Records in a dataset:
○ ○ ○ ○ ○ ○ ○

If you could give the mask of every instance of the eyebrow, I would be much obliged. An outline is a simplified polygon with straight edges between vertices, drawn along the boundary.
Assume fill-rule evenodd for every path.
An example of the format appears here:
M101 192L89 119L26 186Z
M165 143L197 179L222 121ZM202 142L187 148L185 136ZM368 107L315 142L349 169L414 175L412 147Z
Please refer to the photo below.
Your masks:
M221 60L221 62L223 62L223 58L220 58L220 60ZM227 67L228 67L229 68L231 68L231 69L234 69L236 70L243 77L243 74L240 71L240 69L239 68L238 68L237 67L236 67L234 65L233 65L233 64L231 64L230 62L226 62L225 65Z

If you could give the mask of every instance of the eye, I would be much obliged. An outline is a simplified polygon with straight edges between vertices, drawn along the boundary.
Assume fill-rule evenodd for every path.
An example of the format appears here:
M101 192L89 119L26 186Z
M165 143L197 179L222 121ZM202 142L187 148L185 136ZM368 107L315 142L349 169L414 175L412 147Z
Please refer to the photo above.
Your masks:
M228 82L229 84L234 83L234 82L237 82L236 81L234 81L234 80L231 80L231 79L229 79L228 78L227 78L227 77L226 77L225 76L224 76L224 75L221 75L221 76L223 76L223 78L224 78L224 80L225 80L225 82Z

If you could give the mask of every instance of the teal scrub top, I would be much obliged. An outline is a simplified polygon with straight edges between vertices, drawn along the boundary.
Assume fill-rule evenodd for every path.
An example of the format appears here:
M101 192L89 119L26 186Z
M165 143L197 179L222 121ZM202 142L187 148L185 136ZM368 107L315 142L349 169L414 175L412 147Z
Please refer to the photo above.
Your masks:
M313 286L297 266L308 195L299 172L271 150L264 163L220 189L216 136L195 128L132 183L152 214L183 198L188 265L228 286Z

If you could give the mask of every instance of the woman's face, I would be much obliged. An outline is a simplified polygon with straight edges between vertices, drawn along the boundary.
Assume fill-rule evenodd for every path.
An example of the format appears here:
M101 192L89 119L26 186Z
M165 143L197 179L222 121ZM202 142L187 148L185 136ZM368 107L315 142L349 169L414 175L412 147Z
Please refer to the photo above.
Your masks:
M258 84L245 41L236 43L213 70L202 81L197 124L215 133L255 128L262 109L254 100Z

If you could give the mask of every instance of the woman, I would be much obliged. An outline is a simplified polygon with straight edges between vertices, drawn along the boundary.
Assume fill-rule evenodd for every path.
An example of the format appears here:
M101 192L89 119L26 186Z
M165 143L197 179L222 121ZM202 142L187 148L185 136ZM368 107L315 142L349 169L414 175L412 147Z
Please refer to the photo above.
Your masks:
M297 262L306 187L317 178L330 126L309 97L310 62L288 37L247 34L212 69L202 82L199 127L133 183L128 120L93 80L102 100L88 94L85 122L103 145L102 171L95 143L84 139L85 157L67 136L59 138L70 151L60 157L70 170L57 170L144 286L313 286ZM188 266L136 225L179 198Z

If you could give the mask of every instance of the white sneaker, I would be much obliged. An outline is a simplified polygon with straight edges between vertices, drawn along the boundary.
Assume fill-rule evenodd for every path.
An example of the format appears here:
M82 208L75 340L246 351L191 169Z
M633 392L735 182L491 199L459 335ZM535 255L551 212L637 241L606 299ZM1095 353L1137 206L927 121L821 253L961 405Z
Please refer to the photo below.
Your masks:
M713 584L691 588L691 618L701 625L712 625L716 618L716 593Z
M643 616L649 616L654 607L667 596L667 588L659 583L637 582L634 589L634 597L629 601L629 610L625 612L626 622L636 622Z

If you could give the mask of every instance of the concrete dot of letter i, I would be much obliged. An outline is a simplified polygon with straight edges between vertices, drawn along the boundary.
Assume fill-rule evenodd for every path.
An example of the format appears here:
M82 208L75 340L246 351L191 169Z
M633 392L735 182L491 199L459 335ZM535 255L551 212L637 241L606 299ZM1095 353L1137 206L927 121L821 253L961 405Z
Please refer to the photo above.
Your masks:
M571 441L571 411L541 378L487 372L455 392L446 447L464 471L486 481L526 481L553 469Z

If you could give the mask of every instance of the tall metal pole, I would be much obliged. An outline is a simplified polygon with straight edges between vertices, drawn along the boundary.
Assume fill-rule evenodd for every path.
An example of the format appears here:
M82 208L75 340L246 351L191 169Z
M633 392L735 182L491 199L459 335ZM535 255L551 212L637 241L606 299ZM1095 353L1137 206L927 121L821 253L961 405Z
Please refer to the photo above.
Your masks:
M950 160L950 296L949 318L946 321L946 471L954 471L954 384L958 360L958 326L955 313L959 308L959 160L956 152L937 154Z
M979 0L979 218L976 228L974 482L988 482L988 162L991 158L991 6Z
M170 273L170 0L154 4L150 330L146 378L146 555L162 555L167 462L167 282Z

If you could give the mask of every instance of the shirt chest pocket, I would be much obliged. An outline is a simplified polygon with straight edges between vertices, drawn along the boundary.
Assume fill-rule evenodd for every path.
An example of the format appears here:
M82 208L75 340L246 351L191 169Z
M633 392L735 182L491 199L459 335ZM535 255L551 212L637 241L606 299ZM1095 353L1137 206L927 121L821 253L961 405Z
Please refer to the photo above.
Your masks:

○ ○ ○ ○ ○ ○ ○

● **Direction**: Lay out every line of the records above as a JSON list of strings, one string per line, skipping blank lines.

● **Answer to this exercise**:
[
  "If you could give the mask of every instance of the eyebrow, I would be much obliged. An outline is a simplified polygon with straight edges between vertices, drawn along the boundary.",
  "Assume fill-rule evenodd for every path.",
  "An example of the format appears here:",
  "M101 192L89 119L26 186Z",
  "M165 143L197 179L222 121ZM202 142L187 148L185 136ZM368 107L315 142L349 169L414 175L412 147Z",
  "Please refer to the photo below.",
  "Your masks:",
  "M221 60L221 62L223 62L223 58L220 58L220 60ZM227 67L228 67L229 68L231 68L231 69L234 69L236 70L243 77L243 74L240 71L240 69L239 68L238 68L237 67L236 67L234 65L233 65L233 64L231 64L230 62L226 62L225 65Z",
  "If you could give the mask of every instance of the eye, I would be much obliged. An outline is a simplified polygon with straight edges between vertices, drawn along the boundary.",
  "Assume fill-rule evenodd for every path.",
  "An example of the format appears here:",
  "M101 192L89 119L26 186Z",
  "M165 143L197 179L222 121ZM202 142L187 148L185 136ZM368 107L315 142L349 169L414 175L412 147Z",
  "Please refer to the photo above.",
  "Your masks:",
  "M228 82L229 84L234 83L234 82L237 82L236 81L234 81L234 80L231 80L231 79L229 79L228 78L227 78L227 77L226 77L225 76L224 76L224 75L221 75L221 76L223 76L223 78L224 78L224 80L225 80L225 82Z",
  "If you could give the mask of every instance of the teal scrub top, I would be much obliged. An outline is a simplified polygon with straight edges between vertices, drawn along the boundary.",
  "Assume fill-rule evenodd for every path.",
  "An example of the format appears here:",
  "M101 192L89 119L26 186Z",
  "M165 143L197 179L222 121ZM202 142L187 148L185 136ZM368 107L315 142L349 169L414 175L412 147Z",
  "Please refer to the photo above.",
  "Your masks:",
  "M313 286L297 266L308 195L299 172L271 150L264 163L220 189L216 136L195 128L132 183L152 214L183 198L188 265L228 286Z",
  "If you could give the mask of every instance of the woman's face, I would be much obliged. An outline is a simplified polygon with straight edges between vertices, drawn along the boundary.",
  "Assume fill-rule evenodd for every path.",
  "An example of the format appears here:",
  "M101 192L89 119L26 186Z",
  "M165 143L197 179L222 121ZM202 142L187 148L185 136ZM368 107L315 142L349 169L414 175L412 147Z",
  "Please refer to the photo above.",
  "Your masks:",
  "M258 84L245 41L236 43L213 70L202 81L197 124L215 133L255 128L262 109L254 100Z",
  "If you could give the mask of every instance of the woman, I would be much obliged. An outline is a simplified polygon with straight edges between vertices, drawn along the boundary.",
  "Assume fill-rule evenodd for every path.",
  "An example of the format appears here:",
  "M101 192L89 119L26 186Z",
  "M165 143L197 179L222 121ZM202 142L187 148L185 136ZM368 107L315 142L349 169L414 175L412 147Z",
  "Please refer to the photo above.",
  "Your masks:",
  "M297 262L306 187L317 178L330 126L309 97L310 62L288 37L247 34L212 69L202 82L199 127L133 183L128 120L93 80L102 100L88 94L85 122L103 145L102 171L95 143L84 139L85 157L67 136L59 138L70 151L60 157L70 170L57 170L144 286L313 286ZM188 266L136 225L179 198Z",
  "If you could give the mask of every instance of the white sneaker, I would be much obliged. An outline is a simplified polygon with straight edges between vertices, drawn along the boundary.",
  "Assume fill-rule evenodd for every path.",
  "An example of the format appears here:",
  "M82 208L75 340L246 351L191 169Z",
  "M633 392L735 182L491 199L459 335ZM535 255L551 212L637 241L606 299ZM1095 353L1137 206L927 121L821 253L961 405Z",
  "Please refer to the photo below.",
  "Your masks:",
  "M713 584L691 588L691 618L701 625L712 625L716 618L716 593Z",
  "M643 616L649 616L654 607L667 596L667 588L659 583L637 582L634 589L634 597L629 601L629 610L625 612L626 622L636 622Z",
  "If you could give the mask of every instance of the concrete dot of letter i, I would be much obliged. An outline is a simplified polygon with straight edges between vertices, drawn along the boundary.",
  "Assume fill-rule evenodd for every path.",
  "An example of the format appears here:",
  "M82 208L75 340L246 351L191 169Z",
  "M633 392L735 182L491 199L459 335ZM535 255L551 212L637 241L606 299ZM1095 353L1137 206L927 121L821 253L961 405Z",
  "Please refer to the photo above.",
  "Your masks:",
  "M571 441L571 411L541 378L487 372L455 392L446 447L464 471L486 481L526 481L553 469Z",
  "If you could give the mask of every instance of the tall metal pole, I would be much obliged. An outline is a simplified polygon with straight edges between vertices, drawn along the boundary.",
  "Assume fill-rule evenodd for every path.",
  "An example of the format appears here:",
  "M82 208L75 340L246 351L191 169Z",
  "M633 392L735 182L491 199L459 335ZM535 255L551 212L637 241L606 299ZM1095 353L1137 206L927 121L821 253L961 405Z",
  "Please refer to the photo above.",
  "Your masks:",
  "M950 160L950 296L949 318L946 321L946 471L954 471L954 384L958 360L958 326L955 313L959 308L959 160L956 152L937 154Z",
  "M979 0L979 218L976 228L974 482L988 482L988 162L991 158L991 6Z",
  "M170 273L170 0L154 4L150 330L146 378L146 555L162 555L167 462L167 282Z",
  "If you could give the mask of every instance of the shirt chest pocket, I would be much obliged. An outline is a simplified polygon with straight edges between vertices, drawn along the boundary.",
  "Assume fill-rule evenodd for every path.",
  "An example of the format appears here:",
  "M82 208L75 340L246 351L191 169Z",
  "M633 392L735 182L491 199L459 335ZM535 255L551 212L637 241L606 299ZM1095 353L1137 206L927 121L821 253L961 405Z",
  "Please refer to the photo above.",
  "Your masks:"
]